Verilen metin |
Müştekilerden Murat Düz, "Asker kışlaya" diye slogan attıkları esnada teşhis ettiği Mehmet Karabekmez'in, uzun namlulu silahını doldurarak direkt olarak vatandaşa ateş açtığını belirterek, o sırada ayaklarından yaralandığını anlattı.
Müşteki Süleyman Arık da Anadolu Hisarı'ndaki akaryakıt istasyonunun önüne vardıklarında, "asker kışlaya" diye bağırdıklarını ve bu şekilde 2-3 defa konuştuktan sonra askerlerin ara sokağa çekildiğini anlattı.
Fatih Sultan Mehmet Köprüsü tarafında bulunan 25-30 kişilik asker grubunun ise önlerinde insan olmadığı halde ateş ederek akaryakıt istasyonunun olduğu bölgeye doğru gelmeye başladığını anlatan Arık, şunları kaydetti:
"Bu esnada askerlerin önünde bulunan Albay rütbesinde olduğunu tahmin ettiğim bir asker, sürekli bizim bulunduğumuz yöne doğru seri bir şekilde ateş ediyordu. Albay rütbesindeki bu askerin ateş etmeye devam etmesi sonucu ben kasık bölgemden yaralandım. Ayrıca benimle birlikte bulunan vatandaşlar içerisinden yaralananların da olduğunu gördüm."
"O ŞEREFLİ GÜN BU GÜN. GEREKİRSE ÖLÜN VE ÖLDÜRÜN"
Müştekilerden Sedat Ergün de darbe girişimini öğrendikten çıkıp Beykoz Anadolu Hisarı'na indiğini anlatarak, toplanan kalabalığın, askerlerin üzerine yürümeye başlamasıyla buradaki askerlerin halka, "Tamam biz bu darbeye karşıyız" diyerek adeta teslim olduklarını aktardı.
Ergün, saat 23.00 sıralarında Kuleli Askeri Lisesi'ne doğru yürüyen bu askerlerin arkasından, tahminen 3 bin kişiyle gittiklerini dile getirerek, askerlerin burada vatandaşların üzerine bir anda gaz bombası attığını kaydetti.
Gaz bombasının ardından vatandaşların üzerine silahla ateş edildiğini belirten Ergün, burada vurulan vatandaşların olduğunu ifade etti.
Ergün, Kuleli Muhtarlığının olduğu yerde 20 kişiyle sıkıştığını ve yanlarına gelen askerlerin başında bulunan rütbelinin vatandaşlarla Cumhurbaşkanı Erdoğan'a küfürler ettiğini anlatarak, "Başlarındaki komutan, bize hitaben 'Sizin bu başınızdakilerin bozup parçaladığı ülkeyi biz sabah düzelteceğiz, düzgün bir ülkede yaşayacaksınız. Bize engel olanı vuracağız.' deyip ardından askerlerine dönerek, 'Hani içeriye girdiğinizde ölmek için şan ve şerefiniz için yemin etmiştiniz. O şerefli gün bu gün. Gerekirse ölün ve öldürün." şeklinde sözler söylediğini aktardı.

[Fotoğraf üzerinde nokta işaretleme verisi]
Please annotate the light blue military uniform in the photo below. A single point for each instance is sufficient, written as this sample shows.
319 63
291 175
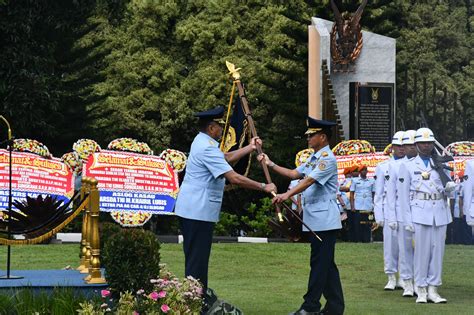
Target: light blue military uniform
363 189
347 182
200 195
320 210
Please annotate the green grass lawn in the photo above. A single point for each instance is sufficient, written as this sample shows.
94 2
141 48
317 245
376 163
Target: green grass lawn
272 278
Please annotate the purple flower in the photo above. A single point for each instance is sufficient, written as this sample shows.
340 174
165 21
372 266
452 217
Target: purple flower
154 296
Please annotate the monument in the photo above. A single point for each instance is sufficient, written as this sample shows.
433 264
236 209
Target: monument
361 65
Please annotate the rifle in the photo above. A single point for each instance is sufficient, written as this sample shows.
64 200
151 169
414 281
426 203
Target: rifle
234 72
437 158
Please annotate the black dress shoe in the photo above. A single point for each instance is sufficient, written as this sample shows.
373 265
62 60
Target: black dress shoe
303 312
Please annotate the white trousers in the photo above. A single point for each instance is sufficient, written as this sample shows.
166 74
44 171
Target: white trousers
405 245
390 249
429 252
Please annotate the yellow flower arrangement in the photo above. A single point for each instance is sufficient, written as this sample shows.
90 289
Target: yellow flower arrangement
31 146
176 159
388 149
349 147
85 148
73 162
130 145
461 148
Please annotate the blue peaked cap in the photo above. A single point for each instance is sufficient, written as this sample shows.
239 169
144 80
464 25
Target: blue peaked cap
316 125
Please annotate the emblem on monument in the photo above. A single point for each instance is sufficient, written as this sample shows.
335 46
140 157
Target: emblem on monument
346 36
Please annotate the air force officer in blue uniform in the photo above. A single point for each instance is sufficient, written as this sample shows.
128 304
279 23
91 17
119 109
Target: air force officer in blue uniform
200 197
321 214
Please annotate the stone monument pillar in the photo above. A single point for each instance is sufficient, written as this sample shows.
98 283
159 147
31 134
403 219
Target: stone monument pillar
374 66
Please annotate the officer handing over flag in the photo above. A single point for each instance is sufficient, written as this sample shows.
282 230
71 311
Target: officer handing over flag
198 204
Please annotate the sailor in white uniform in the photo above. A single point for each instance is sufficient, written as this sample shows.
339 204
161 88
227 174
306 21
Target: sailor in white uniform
397 217
423 199
381 208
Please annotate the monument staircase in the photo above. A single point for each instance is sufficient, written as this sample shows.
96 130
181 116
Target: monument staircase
329 104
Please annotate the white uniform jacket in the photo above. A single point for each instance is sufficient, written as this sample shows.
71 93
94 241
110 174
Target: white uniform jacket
468 191
421 194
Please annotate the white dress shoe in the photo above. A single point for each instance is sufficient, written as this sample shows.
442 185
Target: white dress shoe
400 284
433 295
408 288
422 295
392 282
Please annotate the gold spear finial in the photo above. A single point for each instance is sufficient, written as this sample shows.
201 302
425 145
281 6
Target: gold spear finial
234 72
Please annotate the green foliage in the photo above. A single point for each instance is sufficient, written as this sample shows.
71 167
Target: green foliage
107 231
251 220
258 218
26 301
169 295
228 225
131 258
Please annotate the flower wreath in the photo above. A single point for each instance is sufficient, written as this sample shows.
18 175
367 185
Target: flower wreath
85 148
461 148
130 218
129 145
388 150
302 156
73 162
349 147
31 146
174 158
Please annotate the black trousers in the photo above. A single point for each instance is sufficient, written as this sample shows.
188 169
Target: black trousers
197 241
324 276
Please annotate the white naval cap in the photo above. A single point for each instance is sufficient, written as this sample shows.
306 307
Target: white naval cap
424 135
397 138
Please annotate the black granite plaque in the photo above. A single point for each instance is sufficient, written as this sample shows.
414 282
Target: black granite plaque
372 113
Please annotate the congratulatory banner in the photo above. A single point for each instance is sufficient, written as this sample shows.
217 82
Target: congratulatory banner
133 182
33 175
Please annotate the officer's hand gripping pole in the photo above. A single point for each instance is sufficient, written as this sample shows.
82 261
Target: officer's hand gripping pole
253 131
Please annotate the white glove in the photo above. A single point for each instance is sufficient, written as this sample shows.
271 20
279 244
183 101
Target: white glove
393 225
471 221
450 187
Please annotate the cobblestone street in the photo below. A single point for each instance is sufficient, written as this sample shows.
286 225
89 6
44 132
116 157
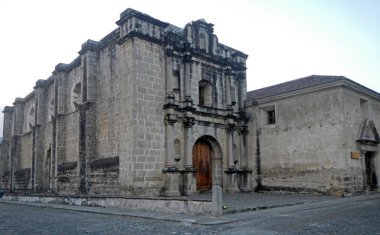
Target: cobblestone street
21 219
356 215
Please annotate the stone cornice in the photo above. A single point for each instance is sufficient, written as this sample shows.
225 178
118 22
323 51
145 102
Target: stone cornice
128 13
250 102
8 109
89 45
64 68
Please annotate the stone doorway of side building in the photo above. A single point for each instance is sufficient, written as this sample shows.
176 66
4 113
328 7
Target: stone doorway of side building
370 171
202 152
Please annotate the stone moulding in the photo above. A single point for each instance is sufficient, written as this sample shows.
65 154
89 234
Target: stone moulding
67 166
103 163
22 173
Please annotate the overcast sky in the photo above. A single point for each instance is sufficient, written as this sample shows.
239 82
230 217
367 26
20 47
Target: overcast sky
285 39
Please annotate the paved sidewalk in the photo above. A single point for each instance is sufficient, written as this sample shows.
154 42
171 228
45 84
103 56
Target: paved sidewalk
235 205
244 202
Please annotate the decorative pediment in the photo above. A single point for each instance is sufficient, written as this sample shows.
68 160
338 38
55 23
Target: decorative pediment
368 133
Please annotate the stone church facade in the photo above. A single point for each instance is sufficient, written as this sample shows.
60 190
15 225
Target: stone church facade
155 110
316 133
151 109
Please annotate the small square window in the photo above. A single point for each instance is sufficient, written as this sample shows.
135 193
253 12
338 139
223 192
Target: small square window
271 114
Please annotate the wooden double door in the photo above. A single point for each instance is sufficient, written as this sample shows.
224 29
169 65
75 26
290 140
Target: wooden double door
370 170
202 163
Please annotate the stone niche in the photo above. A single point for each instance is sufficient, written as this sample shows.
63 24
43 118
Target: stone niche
67 177
22 179
104 176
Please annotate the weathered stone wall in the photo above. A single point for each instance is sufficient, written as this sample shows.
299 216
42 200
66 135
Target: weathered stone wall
303 149
309 147
355 114
111 101
104 176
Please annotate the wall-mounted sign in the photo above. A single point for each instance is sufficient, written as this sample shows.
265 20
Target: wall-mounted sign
355 155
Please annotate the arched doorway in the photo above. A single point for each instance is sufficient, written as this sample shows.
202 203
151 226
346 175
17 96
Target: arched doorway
202 153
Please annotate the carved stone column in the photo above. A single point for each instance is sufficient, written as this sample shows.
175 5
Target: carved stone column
190 186
171 173
230 158
232 173
187 62
227 76
240 79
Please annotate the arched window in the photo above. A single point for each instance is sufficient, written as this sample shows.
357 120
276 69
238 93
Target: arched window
76 95
205 93
202 41
51 110
177 150
31 117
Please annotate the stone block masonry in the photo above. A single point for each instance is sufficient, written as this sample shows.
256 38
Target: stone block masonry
123 118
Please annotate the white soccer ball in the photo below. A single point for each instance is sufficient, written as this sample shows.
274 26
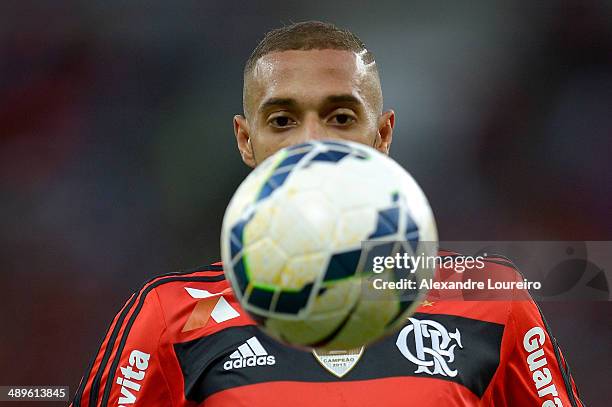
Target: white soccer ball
293 243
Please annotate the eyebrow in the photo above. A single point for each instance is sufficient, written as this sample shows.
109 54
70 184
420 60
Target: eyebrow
292 103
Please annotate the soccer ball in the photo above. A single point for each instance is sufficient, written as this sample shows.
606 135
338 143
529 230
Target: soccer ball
293 244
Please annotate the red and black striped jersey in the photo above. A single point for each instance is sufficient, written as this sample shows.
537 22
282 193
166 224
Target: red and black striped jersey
183 340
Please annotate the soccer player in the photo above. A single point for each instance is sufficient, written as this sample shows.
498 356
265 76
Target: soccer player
183 339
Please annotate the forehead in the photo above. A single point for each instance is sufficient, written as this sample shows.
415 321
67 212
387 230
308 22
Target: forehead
308 76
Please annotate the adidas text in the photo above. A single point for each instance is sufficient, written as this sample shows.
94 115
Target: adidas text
250 353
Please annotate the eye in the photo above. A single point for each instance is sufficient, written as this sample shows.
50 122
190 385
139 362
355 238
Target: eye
342 119
281 122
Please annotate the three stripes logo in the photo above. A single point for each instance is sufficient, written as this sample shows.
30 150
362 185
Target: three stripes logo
250 353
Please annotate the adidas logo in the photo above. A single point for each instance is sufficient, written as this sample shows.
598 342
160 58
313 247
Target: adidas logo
250 353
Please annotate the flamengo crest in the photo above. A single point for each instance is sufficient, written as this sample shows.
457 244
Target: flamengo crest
433 346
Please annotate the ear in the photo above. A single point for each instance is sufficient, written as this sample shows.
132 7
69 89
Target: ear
243 140
384 136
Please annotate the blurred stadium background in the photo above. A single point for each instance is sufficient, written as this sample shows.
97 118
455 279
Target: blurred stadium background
117 155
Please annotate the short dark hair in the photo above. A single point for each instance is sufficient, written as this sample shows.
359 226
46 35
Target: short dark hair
305 36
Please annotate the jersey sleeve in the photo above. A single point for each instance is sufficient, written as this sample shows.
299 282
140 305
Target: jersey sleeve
535 372
126 369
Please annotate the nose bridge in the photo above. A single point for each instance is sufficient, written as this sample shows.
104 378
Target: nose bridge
313 128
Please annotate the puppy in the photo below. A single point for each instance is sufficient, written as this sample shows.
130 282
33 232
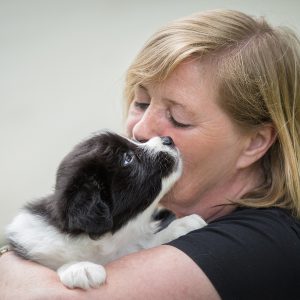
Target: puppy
106 193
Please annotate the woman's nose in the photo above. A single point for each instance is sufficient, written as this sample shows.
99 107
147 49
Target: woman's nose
147 127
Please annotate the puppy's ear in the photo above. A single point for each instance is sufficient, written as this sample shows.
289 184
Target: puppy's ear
87 212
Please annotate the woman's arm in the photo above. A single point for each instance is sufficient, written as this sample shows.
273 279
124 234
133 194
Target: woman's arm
160 273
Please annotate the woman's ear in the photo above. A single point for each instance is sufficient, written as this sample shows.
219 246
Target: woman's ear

Yapılacak işler |
a. Müşteki ifadeleri metninde "Ergün, saat 23.00" sözlerinden "olduğunu ifade etti." sözlerine kadar olan her şeyi, "3 bin kişiyle" yerine "binlerce kişiyle" koyarak yeniden yaz.
b. Müşteki ifadeleri metnini son cümlesinden sonra devam ettir.

Görev sonuçları |
a.
Ergün, saat 23.00 sıralarında Kuleli Askeri Lisesi'ne doğru yürüyen bu askerlerin arkasından, tahminen binlerce kişiyle gittiklerini dile getirerek, askerlerin burada vatandaşların üzerine bir anda gaz bombası attığını kaydetti.
Gaz bombasının ardından vatandaşların üzerine silahla ateş edildiğini belirten Ergün, burada vurulan vatandaşların olduğunu ifade etti.

b.
Bunun üzerine grupta yer alan bir vatandaşın komutana, "Sen askerleri gazlama. Bunlar bizim kardeşlerimiz. Sabah sen gününü görürsün. Sen askerleri gaza getirme. Cumhurbaşkanına nasıl küfür edersin. Sen nasıl komutansın." diyerek tepki gösterdiğini aktaran Ergün, ifadesinde şunları kaydetti:
"Bunun üzerine komutan bize dönerek, askerlere 'vurun bu vatan hainlerini kurşunlayın' dedi. Bize döndü ve silahla ateş etmeye başladı. Askerler de ateş ettiler. Özellikle öğrenci apoletleri olan askerler vatandaşa silahla ateş ettiler. Bir iki dakika sonra silahla ateş etme kesildi. Bize 'evlerinize girin yoksa sizi vuracağız' dediler. Biz bir kaç dakika kadar burada kaldık. Burada kısa boylu bir komutan, sürekli Cumhurbaşkanına küfür ediyordu. Sonra bizim içimizdeki arkadaşlar dayanamadılar, tepki gösterdiler. Bunun üzerine direkt bize doğru gelerek silahla ateş ettiler. "
Müşteki Sedat Ergün, buradan ayrıldıktan sonra askerlerin kendisini alıkoyduğunu, yere yatırıp dövmeye başladığını anlatarak, ardından kendisini askeri lisenin içine sokan askerlerin, işkence ettiğini söyledi.
"BOMBALAR PATLAYINCA SEVİNÇ ÇIĞLIKLARI ATTILAR"
Burada tutulurken yaşanan diyalogları da ifadesinde anlatan Ergün, "Bombalar patlayınca Kuleli Askeri Lisesi önünde bulunan komutanlar ve askerler, bir anda sevinç çığlıkları atmaya başladılar ve komutan bana dönerek, 'Sabah o çok sevdiğiniz kişinin de başına bu işler sabah gelecek, merak etmeyin, bakın ona neler yapacağız.' dedi. Burada komutan ayrıca, siyah elbiseli bir polis memurunu darp etti. Polise 'sen de silahla ateş edeceksin' dedi. Polis de 'ben vatandaşa ateş edemem' deyince, bir anda polisin sol gözüne yumruk attı."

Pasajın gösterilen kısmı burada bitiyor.